Render every one of the records below as a Markdown table with two columns, Row and Line. Number each line in Row, put its text in Line, and leave out blank lines.
## begin
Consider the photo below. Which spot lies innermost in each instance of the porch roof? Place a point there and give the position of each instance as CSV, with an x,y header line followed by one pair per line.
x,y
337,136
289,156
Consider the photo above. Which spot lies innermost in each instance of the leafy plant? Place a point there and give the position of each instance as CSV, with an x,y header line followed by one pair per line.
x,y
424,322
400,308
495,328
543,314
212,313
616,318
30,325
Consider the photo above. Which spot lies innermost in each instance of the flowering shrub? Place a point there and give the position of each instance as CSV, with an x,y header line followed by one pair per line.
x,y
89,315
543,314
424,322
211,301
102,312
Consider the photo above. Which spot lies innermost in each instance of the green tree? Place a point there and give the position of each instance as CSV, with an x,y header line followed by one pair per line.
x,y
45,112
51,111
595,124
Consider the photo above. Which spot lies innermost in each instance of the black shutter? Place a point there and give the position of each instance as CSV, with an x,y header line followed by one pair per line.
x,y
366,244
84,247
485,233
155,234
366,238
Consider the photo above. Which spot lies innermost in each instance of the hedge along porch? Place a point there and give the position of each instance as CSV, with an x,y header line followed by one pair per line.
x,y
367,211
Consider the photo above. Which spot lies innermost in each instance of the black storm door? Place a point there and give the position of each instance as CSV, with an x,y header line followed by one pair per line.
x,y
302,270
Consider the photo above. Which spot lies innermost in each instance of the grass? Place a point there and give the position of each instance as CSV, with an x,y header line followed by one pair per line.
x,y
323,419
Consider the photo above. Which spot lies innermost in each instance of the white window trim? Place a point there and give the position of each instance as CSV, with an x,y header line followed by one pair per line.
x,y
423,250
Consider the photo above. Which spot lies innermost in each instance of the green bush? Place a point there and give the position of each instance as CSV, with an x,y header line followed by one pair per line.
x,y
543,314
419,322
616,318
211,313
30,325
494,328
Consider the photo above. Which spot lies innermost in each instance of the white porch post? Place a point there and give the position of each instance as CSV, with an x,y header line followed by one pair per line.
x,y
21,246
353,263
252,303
## end
● ANSWER BELOW:
| Row | Line |
|---|---|
| 1 | Consider the photo below. Which spot lies innermost in each instance of the porch roof? Place a point there and give the position of each instance as CSV, with an x,y header line followed by one pair per line. |
| 2 | x,y |
| 3 | 337,136 |
| 4 | 289,156 |
| 5 | Consider the photo above. Which spot lies innermost in each instance of the leafy plant? Place a point there and give the position of each instance as CSV, with an x,y header line followed by one pair per line. |
| 6 | x,y |
| 7 | 424,322 |
| 8 | 400,308 |
| 9 | 495,328 |
| 10 | 543,314 |
| 11 | 212,313 |
| 12 | 616,318 |
| 13 | 30,325 |
| 14 | Consider the photo above. Which spot lies innermost in each instance of the flowering shrub? Place a point there and give the position of each instance as CSV, with an x,y header line followed by one pair per line. |
| 15 | x,y |
| 16 | 89,315 |
| 17 | 543,314 |
| 18 | 424,322 |
| 19 | 211,301 |
| 20 | 102,312 |
| 21 | Consider the photo above. Which spot lies innermost in each instance of the green tree? Place a point there and give the position of each instance as CSV, with an x,y header line followed by one pair per line. |
| 22 | x,y |
| 23 | 45,112 |
| 24 | 51,111 |
| 25 | 595,124 |
| 26 | Consider the photo above. Which spot lies innermost in each instance of the black shutter? Place a point there and give the position of each instance as CSV, with an x,y header line followed by one pair per line. |
| 27 | x,y |
| 28 | 366,244 |
| 29 | 84,247 |
| 30 | 485,233 |
| 31 | 155,234 |
| 32 | 366,238 |
| 33 | Consider the photo above. Which spot lies innermost in each instance of the hedge along porch? Place a point there and give the position of each instance as CSV, with an x,y header line followed by one pair per line. |
| 34 | x,y |
| 35 | 367,211 |
| 36 | Consider the photo above. Which spot lies innermost in each instance of the black storm door? Place a point there and give the position of each instance as CSV, with an x,y header line followed by one pair per line. |
| 37 | x,y |
| 38 | 302,270 |
| 39 | Consider the photo above. Which spot lies innermost in each instance of the grass? Place a point there and give the position of each instance as CSV, with an x,y header line followed by one pair per line. |
| 40 | x,y |
| 41 | 323,419 |
| 42 | Consider the photo above. Which spot lies innermost in each instance of the white window trim? Place a point there and give the position of each instance as CSV, with an x,y header line followed by one pair per line. |
| 43 | x,y |
| 44 | 423,250 |
| 45 | Consider the photo above. Which spot lies innermost in each instance of the green bush? Place a point there and give the position of each instance as CSV, with an x,y header line followed by one pair per line. |
| 46 | x,y |
| 47 | 543,314 |
| 48 | 419,322 |
| 49 | 616,318 |
| 50 | 211,313 |
| 51 | 30,325 |
| 52 | 494,328 |
| 53 | Consider the photo above. Which spot lies innermost in each instance of the white porch post? Place a point there and give the position of each instance as CSV, with an x,y header line followed by one pair per line. |
| 54 | x,y |
| 55 | 21,246 |
| 56 | 353,263 |
| 57 | 252,303 |